**Short exercise 1**:
According to the passage on Lancaster Castle, in what year did the Castle return to the Duchy of Lancaster?
**Short exercise 2**:
Copy everything in the passage on Lancaster Castle from "Since HMP Lancaster" down to "city of Lancaster.".

Since HMP Lancaster Castle was decommissioned by the Ministry of Justice and the Castle returned to the Duchy of Lancaster in 2012, the focus has very much been on the preservation and restoration of the fabric of these historic buildings. The second key objective has been to keep the Castle open to the public and in particular to make it available to the people of, and visitors to, the city of Lancaster.
“The Castle has a very full documentary record, which enhances the importance of the site and its potential for further research and analysis. Taken together with the very rare survival of so much of the medieval fabric, it confirms the outstanding importance of the castle as a monument and group of historic buildings. It meets all the non-statutory criteria for the determination of national importance and has great potential in several fields of study for further research, analysis and presentation to specialist and other audiences.” (English Heritage)
Structural Repairs and Restoration
The first phase of works at the Castle has focused on making sure that the buildings are weather-proof and watertight. The nature of these works has meant that the majority of the repairs has been hidden from view.

**Given material**:
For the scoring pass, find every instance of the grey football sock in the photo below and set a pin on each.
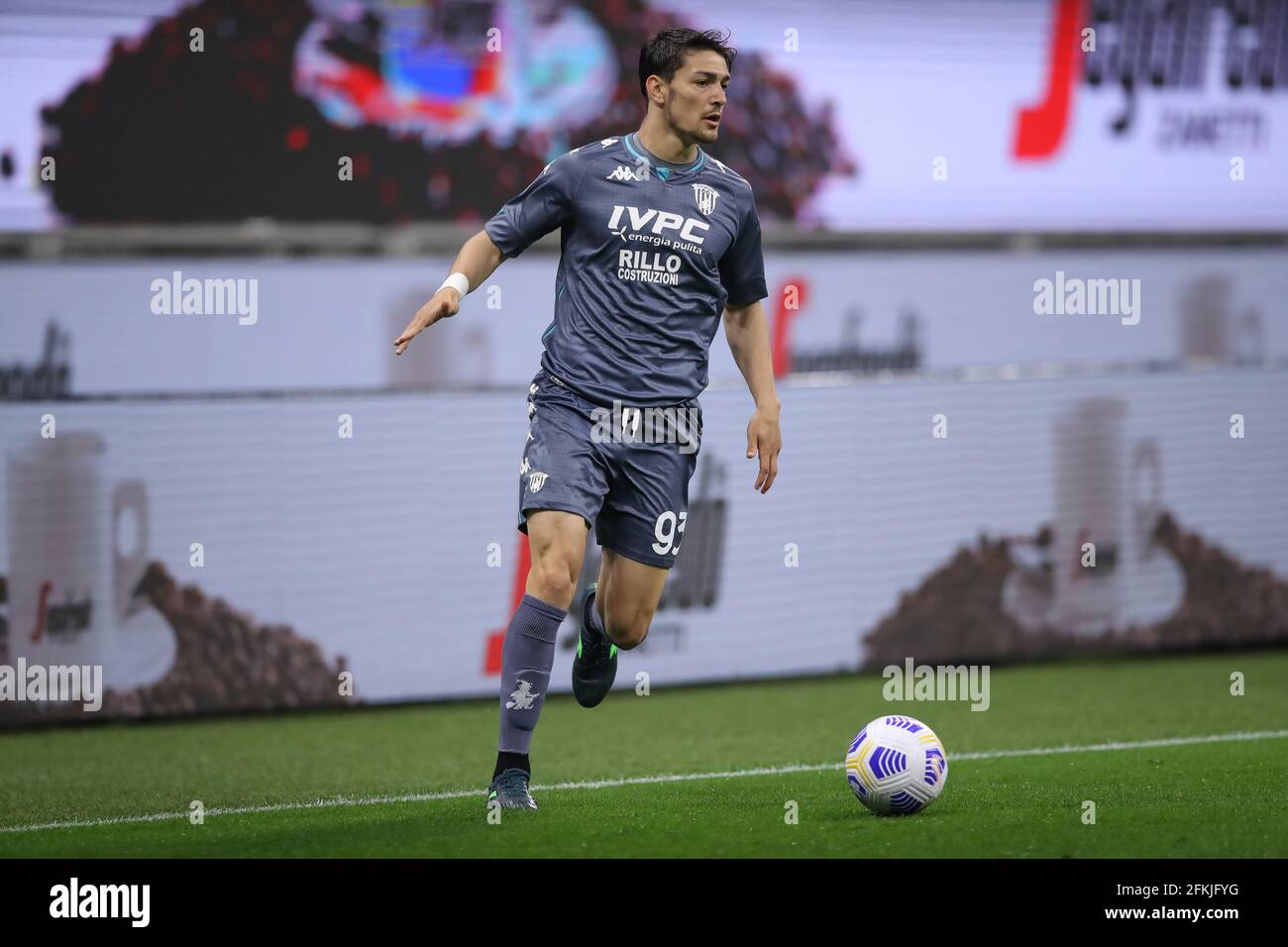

**Complete output 1**:
2012

**Complete output 2**:
Since HMP Lancaster Castle was decommissioned by the Ministry of Justice and the Castle returned to the Duchy of Lancaster in 2012, the focus has very much been on the preservation and restoration of the fabric of these historic buildings. The second key objective has been to keep the Castle open to the public and in particular to make it available to the people of, and visitors to, the city of Lancaster.